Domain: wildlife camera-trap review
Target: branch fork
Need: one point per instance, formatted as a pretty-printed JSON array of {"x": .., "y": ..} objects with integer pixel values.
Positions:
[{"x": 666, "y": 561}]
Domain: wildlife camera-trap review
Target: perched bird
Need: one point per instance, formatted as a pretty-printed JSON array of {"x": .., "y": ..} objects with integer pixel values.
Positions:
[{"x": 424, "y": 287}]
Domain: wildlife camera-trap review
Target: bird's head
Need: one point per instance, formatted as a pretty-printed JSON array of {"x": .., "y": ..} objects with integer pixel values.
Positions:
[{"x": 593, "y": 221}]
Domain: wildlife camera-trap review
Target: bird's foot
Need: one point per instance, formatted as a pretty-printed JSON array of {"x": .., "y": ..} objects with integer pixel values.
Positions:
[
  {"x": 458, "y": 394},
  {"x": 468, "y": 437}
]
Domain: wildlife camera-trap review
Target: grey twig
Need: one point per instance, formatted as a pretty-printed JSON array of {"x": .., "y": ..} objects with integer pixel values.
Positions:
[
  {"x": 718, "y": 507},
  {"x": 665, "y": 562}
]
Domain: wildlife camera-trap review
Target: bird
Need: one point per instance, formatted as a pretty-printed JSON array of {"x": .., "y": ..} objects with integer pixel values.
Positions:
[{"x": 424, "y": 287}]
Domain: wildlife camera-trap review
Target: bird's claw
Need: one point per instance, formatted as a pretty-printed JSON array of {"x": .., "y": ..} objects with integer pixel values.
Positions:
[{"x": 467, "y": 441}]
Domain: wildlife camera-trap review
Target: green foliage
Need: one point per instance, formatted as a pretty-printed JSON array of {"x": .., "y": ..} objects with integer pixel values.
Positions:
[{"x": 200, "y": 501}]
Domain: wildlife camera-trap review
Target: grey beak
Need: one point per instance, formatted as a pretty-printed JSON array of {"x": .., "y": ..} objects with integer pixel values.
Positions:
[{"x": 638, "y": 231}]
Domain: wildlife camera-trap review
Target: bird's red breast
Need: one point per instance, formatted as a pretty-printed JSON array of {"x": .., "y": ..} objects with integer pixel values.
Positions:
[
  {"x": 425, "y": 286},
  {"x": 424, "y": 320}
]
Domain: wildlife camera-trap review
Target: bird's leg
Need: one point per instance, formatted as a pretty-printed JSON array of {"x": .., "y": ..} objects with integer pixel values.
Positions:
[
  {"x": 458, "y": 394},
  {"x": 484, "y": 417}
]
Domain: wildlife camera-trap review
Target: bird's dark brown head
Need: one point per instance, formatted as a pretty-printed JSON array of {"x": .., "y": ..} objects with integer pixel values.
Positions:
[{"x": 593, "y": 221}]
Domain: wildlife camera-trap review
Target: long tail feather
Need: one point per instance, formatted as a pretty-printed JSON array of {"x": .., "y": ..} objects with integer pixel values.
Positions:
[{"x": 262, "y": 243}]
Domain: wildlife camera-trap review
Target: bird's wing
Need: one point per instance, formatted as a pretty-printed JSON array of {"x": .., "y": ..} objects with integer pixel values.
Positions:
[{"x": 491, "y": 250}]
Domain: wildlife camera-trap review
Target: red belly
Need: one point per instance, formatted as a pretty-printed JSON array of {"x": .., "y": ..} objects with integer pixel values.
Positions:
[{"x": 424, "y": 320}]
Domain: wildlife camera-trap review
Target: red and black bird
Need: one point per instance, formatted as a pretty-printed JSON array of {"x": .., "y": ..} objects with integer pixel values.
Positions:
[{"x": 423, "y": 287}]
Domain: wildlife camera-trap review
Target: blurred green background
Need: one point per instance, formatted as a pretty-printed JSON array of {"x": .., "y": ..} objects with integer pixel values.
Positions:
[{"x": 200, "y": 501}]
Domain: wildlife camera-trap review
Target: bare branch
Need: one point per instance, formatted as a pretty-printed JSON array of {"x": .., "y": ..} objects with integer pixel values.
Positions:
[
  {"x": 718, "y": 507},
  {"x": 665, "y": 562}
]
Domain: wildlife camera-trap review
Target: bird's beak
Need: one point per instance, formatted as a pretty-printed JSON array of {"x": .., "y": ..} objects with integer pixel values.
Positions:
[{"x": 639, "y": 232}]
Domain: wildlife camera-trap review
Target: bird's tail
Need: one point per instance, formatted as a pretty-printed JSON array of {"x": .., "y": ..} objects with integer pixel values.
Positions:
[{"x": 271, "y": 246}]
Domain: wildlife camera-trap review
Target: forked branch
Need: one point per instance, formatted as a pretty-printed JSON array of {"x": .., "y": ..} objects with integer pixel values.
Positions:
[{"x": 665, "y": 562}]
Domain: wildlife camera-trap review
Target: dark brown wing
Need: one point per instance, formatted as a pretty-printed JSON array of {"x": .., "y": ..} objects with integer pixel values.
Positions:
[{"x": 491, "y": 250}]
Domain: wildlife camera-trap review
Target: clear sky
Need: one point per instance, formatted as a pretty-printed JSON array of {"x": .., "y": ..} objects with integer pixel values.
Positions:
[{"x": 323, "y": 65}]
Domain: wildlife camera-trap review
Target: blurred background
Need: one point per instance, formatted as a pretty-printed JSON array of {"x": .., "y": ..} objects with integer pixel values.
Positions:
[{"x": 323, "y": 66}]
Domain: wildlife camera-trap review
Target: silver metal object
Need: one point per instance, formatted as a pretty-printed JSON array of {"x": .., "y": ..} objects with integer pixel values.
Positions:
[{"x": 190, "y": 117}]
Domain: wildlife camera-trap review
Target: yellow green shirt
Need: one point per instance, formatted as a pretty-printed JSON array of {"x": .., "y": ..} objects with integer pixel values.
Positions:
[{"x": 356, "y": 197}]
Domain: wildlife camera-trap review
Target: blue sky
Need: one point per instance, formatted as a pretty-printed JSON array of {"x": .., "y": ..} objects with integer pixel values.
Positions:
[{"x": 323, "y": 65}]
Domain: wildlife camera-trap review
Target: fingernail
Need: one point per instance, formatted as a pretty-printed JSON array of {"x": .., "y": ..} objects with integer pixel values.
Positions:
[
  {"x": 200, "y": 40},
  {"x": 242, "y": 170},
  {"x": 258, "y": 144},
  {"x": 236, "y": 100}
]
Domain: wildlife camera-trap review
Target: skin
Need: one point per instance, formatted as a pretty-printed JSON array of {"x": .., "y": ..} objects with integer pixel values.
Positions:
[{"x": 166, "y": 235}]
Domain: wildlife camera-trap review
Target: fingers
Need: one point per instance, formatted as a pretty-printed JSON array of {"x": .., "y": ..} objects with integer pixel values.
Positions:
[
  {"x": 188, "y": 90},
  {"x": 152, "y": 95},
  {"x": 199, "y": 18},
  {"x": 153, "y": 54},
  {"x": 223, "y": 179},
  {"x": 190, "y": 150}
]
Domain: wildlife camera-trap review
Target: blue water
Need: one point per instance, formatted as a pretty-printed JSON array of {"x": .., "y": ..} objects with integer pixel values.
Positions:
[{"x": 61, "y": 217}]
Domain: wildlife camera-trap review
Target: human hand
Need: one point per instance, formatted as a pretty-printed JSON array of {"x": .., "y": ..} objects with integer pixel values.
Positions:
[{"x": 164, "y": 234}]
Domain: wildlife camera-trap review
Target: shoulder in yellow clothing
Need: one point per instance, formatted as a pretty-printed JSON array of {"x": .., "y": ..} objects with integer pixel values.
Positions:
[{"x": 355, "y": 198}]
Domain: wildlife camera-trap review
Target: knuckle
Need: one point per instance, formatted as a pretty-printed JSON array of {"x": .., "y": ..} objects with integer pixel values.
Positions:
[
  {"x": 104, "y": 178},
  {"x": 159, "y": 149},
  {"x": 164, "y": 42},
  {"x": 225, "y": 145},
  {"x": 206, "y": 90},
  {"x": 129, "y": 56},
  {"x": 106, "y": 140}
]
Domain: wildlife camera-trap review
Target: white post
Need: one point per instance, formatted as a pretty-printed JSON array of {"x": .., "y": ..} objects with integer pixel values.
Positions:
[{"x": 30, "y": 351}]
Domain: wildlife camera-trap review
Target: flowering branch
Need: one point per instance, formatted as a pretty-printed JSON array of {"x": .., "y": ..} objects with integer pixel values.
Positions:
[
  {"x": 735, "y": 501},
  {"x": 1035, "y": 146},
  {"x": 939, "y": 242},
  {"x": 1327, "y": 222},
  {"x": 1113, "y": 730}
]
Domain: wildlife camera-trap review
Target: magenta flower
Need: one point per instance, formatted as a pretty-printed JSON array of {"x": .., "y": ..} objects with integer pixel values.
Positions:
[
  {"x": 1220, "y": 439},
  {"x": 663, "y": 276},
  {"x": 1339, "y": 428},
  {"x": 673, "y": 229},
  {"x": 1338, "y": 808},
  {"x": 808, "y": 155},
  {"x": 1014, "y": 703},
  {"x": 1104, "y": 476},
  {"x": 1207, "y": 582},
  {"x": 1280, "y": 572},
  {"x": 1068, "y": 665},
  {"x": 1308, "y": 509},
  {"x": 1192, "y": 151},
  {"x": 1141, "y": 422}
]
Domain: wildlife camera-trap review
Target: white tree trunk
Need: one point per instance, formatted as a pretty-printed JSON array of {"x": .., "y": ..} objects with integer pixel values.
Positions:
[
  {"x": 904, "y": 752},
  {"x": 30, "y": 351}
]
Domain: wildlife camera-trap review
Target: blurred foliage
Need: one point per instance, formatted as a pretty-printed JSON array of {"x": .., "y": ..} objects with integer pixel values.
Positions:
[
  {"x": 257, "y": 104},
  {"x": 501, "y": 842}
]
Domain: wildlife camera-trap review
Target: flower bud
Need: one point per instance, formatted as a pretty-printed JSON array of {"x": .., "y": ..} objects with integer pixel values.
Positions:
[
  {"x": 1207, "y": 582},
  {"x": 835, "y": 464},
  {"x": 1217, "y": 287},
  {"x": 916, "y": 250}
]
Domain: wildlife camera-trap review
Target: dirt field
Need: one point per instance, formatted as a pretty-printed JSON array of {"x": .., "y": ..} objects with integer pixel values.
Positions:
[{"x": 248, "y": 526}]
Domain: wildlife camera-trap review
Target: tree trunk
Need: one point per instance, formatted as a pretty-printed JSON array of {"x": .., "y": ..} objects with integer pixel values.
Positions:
########################################
> WHAT THE TASK ASKS
Select every line of the data above that contains the string "trunk", and copy each one out.

> CORRECT OUTPUT
Target: white tree trunk
Target: tree trunk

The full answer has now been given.